__DOCUMENT SECTION__

==============================

AK: How did you first become interested in the stories of Portland’s Jewish community?
PO: I became interested when I moved to a house in John’s Landing and learned that the neighborhood next store was once home to Jewish immigrants. All four grandparents emigrated from Eastern Europe but like many others, I never thought to ask about it, and I felt a terrible sense of loss.
AK: How does Stories from Jewish Portland build upon, or complement, your previous books?
PO: Stories from Jewish Portland was an opportunity to research and write about topics one-by-one and in depth.
[follow this link to Polina’s other books]
AK: How would you describe the neighborhood of South Portland in its early days? What about today?
PO: South Portland was a largely self-contained community that mirrored the European towns and villages that people had left. There were kosher butchers, bagel makers, and synagogues within walking distance. There was social activism and an intellectual life. People read the Yiddish press, joined the Arbeiter Ring and helped with communal benevolent societies. The Neighborhood House, founded by German Jews, offered citizenship classes, a Hebrew School, athletics and a medical clinic among their many programs.
By the time the South Auditorium Urban Renewal Project leveled 54 blocks of the community in the early 1960s, many Jews had already left for Portland’s east side. Although the area has been gentrified and the population has dispersed, there are buildings and reminders of those early days.
[follow this link to a post about Polina's South Portland walking tours]
AK: What role has the Jewish Review played historically within the Jewish community?
PO: The Jewish Review is the glue that holds the community together along with the Jewish Federation of Greater Portland. People from every affiliation and no affiliation relate to and enjoy The Jewish Review.

==============================

[Collection entries]
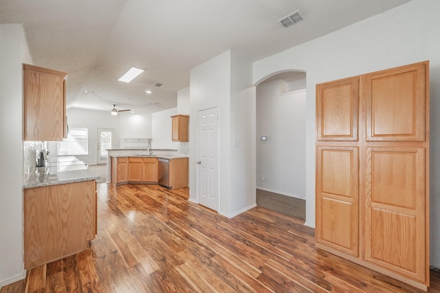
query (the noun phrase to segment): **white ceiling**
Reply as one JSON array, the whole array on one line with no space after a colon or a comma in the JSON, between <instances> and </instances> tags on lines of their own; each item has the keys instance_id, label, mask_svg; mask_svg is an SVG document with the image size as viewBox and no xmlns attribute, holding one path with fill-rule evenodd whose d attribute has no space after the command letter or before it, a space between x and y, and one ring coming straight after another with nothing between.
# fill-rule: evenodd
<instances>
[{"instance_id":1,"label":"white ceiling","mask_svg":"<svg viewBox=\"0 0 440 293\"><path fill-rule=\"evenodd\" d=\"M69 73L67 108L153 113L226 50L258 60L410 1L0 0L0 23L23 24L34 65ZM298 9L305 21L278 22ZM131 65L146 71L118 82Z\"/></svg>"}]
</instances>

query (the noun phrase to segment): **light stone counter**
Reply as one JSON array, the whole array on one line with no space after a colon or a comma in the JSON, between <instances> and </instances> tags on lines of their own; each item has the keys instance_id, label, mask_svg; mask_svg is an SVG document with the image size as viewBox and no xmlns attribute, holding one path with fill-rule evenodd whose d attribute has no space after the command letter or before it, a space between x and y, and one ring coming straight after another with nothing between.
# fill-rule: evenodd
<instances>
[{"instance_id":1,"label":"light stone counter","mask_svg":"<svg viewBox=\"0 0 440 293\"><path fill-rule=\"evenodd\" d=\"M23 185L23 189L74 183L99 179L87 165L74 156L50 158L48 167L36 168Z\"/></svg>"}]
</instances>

==============================

__EXERCISE TASKS__
(a) In the interview about Portland's Jewish community, how many blocks did the South Auditorium Urban Renewal Project level in the early 1960s?
(b) Write the next part of the interview about Portland's Jewish community, picking up after its last line.
None of the tasks use these records.

__RESPONSES BY TASK__
(a) It leveled 54 blocks of the community.

(b)
AK: Can you explain the significance of the Industrial Removal Office?
PO: A fascinating and undertold story, the IRO brought thousands of unemployed Eastern European Jewish immigrants out of the Lower East Side of New York and dispersed them to small Jewish communities throughout the country. Many viewed the organization as charity and hid their association with it from their children. Who knows what Portland’s Jewish community of today would look like without the services of the IRO.
AK: What is your typical research process? Do you find the people you interview, or do they find you?
PO: The process mushrooms by itself. I find a few people to interview and they recommend others.
AK: Did anything surprise you during the course of your research?
PO: Not exactly surprised, but I once again affirmed that the most interesting history comes from everyday life.
AK: What is your next project?
PO: I’m writing a book about the 1960s era in Portland. Interestingly, the once Jewish immigrant neighborhood became the heart of the psychedelic scene. People are sharing their memories of ‘60s music, politics, alternative press and new social movements. These watershed times changed the landscape forever.